Restate word for word, and only, the lines that extend from the line containing "Query: concrete driveway" through the end of the records below.

_Source records:_
══════════════════════════════

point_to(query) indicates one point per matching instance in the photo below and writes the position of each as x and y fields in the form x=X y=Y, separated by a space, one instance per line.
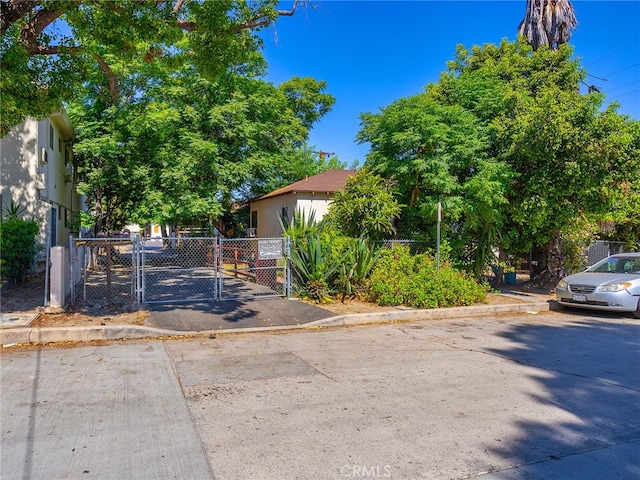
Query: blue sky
x=371 y=53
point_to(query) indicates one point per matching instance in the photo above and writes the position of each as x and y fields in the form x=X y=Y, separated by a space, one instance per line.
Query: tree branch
x=114 y=90
x=264 y=21
x=40 y=21
x=13 y=10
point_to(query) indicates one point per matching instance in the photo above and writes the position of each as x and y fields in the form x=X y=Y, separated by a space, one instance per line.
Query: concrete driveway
x=509 y=397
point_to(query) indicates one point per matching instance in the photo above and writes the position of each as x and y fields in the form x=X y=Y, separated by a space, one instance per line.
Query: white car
x=611 y=284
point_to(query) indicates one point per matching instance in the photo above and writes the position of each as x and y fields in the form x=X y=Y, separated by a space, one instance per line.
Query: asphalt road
x=510 y=397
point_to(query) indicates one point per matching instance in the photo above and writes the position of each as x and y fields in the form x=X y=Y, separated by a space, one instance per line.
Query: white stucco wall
x=269 y=210
x=23 y=173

══════════════════════════════

_Problem solution:_
Query: concrete driveway
x=509 y=397
point_to(query) indicates one point per matching instance in the photo above and writes the position of each as x and y fields in the form x=X y=Y, separated by a space, one instance per line.
Query: white car
x=611 y=284
point_to(query) indicates one point per matching instance in the photo above and writes the position of each as x and y fields in the form x=X y=Y, separated by a space, one instance per line.
Query: asphalt road
x=510 y=397
point_to(query) indicates one point per matching instance in the photo above and writes the position of each as x and y fields in the form x=X y=Y, separated by a space, one instance per line.
Query: white stucco wall
x=269 y=210
x=23 y=173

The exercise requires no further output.